## STATED GOAL
Reproduce the material word for word, starting at the line that contains "In the photo above, where can the blue water" and continuing up to and including the line that contains "pixel 101 326".

----------------------------------------

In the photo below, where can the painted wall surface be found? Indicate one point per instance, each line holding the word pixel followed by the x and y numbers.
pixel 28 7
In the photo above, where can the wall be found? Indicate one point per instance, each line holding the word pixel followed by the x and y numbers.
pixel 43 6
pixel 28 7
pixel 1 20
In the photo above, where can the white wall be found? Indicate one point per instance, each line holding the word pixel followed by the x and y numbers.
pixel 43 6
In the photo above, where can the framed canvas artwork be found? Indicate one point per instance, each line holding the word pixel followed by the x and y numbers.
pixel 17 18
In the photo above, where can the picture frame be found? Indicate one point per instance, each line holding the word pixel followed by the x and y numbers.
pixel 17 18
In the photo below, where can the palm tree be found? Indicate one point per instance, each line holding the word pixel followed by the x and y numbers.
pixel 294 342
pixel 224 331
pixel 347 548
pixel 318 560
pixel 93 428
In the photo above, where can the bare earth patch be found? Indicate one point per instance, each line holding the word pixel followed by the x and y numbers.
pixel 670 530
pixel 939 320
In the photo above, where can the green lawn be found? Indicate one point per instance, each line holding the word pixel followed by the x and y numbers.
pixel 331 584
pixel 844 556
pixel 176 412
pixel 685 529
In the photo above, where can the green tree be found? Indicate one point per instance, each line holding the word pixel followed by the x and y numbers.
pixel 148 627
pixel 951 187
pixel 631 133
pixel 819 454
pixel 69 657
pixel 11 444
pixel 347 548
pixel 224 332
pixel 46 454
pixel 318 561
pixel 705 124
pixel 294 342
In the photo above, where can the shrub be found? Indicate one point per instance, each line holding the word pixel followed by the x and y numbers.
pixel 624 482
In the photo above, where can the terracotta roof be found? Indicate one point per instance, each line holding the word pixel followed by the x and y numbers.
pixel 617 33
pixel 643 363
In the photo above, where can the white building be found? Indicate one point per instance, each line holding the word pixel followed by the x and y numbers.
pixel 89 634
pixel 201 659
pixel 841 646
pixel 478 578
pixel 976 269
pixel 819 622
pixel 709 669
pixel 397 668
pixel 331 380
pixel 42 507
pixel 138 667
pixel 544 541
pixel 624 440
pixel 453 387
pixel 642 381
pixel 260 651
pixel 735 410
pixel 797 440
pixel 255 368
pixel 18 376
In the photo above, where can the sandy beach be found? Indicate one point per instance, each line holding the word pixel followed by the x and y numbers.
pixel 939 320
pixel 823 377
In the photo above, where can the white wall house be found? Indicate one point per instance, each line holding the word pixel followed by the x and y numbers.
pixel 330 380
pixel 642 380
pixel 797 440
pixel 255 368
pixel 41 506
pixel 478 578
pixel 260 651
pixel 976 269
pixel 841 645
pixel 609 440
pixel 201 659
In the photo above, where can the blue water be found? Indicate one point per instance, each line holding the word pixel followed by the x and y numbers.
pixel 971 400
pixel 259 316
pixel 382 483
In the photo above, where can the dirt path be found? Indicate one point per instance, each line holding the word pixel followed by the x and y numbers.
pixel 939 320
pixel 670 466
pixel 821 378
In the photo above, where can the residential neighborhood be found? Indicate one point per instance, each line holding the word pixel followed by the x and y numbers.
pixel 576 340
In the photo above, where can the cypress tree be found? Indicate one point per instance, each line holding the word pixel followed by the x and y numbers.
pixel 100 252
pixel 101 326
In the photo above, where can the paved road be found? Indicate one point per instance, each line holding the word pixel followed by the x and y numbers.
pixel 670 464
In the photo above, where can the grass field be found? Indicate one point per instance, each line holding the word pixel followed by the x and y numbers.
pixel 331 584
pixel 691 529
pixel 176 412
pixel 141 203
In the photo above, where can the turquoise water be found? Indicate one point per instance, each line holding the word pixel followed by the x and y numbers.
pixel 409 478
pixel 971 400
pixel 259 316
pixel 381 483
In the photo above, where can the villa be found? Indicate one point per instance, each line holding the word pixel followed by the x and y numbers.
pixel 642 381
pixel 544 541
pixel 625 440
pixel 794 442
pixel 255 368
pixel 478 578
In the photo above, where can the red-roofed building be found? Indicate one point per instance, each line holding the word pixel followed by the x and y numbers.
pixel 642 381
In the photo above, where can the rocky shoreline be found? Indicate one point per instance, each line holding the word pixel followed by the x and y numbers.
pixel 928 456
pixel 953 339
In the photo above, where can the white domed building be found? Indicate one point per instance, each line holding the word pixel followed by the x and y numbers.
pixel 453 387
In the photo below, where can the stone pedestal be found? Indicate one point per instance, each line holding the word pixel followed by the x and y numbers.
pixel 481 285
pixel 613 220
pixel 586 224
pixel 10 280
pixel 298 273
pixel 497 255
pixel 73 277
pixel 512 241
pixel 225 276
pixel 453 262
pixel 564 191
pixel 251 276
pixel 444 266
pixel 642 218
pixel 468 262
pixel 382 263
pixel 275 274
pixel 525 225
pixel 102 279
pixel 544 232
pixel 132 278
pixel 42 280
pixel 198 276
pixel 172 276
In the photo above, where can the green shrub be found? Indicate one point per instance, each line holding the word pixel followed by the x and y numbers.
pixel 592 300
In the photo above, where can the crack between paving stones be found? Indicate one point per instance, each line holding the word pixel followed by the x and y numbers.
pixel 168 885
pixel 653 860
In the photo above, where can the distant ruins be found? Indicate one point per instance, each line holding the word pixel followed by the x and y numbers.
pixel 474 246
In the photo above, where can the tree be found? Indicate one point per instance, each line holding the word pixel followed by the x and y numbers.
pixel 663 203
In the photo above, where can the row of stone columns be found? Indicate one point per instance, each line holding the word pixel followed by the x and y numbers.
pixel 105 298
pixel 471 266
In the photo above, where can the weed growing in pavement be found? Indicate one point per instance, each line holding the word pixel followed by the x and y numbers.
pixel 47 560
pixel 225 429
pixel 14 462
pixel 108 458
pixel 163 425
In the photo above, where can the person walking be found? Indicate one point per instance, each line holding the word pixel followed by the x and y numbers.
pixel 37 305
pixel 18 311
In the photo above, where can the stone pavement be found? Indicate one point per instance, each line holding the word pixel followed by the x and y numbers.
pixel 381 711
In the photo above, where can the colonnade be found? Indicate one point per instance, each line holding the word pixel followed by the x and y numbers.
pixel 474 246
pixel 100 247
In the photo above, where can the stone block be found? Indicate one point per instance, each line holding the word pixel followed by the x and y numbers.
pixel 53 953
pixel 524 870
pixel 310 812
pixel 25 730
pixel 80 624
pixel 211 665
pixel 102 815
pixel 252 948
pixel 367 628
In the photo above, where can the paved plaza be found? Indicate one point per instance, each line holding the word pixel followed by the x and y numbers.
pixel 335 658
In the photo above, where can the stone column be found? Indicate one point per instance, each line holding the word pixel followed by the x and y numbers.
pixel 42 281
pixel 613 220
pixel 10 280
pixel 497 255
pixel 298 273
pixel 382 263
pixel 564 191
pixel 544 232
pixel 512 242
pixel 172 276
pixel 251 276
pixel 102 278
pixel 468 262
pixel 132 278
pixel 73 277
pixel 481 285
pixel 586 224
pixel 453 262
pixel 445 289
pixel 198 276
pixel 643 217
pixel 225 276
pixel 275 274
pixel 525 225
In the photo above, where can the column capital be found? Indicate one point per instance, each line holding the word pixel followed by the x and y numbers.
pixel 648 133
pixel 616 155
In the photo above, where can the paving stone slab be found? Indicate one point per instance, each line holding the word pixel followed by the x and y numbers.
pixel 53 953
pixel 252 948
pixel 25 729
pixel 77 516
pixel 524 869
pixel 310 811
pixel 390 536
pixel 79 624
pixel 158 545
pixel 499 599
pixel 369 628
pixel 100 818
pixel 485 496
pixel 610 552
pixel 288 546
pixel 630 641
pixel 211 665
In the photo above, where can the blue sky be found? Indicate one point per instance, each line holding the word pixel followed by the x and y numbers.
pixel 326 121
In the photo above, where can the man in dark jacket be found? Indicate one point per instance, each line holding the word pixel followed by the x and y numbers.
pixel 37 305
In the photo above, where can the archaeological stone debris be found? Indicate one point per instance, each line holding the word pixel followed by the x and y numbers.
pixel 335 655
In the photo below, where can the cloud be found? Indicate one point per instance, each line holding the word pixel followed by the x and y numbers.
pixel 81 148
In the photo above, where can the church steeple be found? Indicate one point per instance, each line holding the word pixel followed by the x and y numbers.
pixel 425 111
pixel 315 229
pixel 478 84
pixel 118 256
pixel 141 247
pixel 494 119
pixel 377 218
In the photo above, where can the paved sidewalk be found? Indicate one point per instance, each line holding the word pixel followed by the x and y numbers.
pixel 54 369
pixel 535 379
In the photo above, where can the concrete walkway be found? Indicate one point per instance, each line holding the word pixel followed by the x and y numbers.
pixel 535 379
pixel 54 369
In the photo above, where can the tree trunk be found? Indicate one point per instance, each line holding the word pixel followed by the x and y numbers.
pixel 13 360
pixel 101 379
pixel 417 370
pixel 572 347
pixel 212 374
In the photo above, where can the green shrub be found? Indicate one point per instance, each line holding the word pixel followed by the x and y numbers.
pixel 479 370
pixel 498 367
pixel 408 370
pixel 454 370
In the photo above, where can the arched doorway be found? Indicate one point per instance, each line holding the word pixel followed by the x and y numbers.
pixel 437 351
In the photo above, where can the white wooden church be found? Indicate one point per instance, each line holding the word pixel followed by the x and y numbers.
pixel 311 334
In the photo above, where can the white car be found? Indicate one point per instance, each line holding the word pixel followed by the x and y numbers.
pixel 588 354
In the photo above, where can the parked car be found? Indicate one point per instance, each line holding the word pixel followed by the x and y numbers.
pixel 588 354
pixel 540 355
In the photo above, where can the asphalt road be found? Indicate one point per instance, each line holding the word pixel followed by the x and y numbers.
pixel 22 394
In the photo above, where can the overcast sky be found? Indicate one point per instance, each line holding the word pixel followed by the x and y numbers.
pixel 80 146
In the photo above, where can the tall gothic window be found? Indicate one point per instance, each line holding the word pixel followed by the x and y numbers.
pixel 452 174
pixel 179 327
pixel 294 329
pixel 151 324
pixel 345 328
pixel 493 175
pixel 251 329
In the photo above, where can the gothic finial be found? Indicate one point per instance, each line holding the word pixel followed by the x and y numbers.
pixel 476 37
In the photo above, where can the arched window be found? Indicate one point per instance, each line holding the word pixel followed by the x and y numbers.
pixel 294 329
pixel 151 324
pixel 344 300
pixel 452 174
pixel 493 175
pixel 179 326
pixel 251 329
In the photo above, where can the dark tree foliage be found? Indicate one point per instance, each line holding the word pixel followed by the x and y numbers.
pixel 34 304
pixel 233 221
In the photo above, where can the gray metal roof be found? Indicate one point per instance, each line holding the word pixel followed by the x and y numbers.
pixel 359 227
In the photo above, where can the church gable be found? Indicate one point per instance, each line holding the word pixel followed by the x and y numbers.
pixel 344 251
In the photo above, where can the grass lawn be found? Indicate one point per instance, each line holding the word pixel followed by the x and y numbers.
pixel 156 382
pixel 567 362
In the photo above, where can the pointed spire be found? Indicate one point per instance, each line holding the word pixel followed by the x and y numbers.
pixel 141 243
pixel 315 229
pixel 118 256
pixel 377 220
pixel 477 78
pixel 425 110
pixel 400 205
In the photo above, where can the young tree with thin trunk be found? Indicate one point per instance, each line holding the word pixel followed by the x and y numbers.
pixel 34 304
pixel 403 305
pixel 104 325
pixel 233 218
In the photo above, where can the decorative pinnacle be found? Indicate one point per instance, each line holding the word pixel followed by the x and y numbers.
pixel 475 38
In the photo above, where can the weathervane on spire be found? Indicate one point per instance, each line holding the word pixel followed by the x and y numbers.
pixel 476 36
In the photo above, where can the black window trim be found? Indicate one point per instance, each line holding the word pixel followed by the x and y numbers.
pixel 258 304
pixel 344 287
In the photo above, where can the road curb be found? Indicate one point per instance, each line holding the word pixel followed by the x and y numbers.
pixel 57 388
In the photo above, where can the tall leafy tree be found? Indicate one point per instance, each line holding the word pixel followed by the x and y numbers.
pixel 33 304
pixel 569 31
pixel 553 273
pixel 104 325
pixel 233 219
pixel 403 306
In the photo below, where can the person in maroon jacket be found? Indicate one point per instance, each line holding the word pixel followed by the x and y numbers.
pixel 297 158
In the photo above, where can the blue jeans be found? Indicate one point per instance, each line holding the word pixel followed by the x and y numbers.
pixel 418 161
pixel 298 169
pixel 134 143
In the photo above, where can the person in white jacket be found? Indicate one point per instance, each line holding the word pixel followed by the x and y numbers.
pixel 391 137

----------------------------------------

## REPLY
In the photo above, where can the blue water be found? Indicate one point per instance, each line holding the word pixel followed by the x and y numbers.
pixel 971 400
pixel 259 316
pixel 382 483
In the photo above, where can the dirt path be found? Indicate one point per instance, each line holding the word pixel followed by the x and y numbers.
pixel 939 320
pixel 670 466
pixel 821 378
In the photo above, where can the residential neighborhood be found? Indicate one point per instance, each line holding the word pixel followed by the x and y numbers.
pixel 576 340
In the photo above, where can the cypress tree be found? Indicate one point per instance, each line holding the word pixel followed by the x and y numbers.
pixel 100 252
pixel 101 326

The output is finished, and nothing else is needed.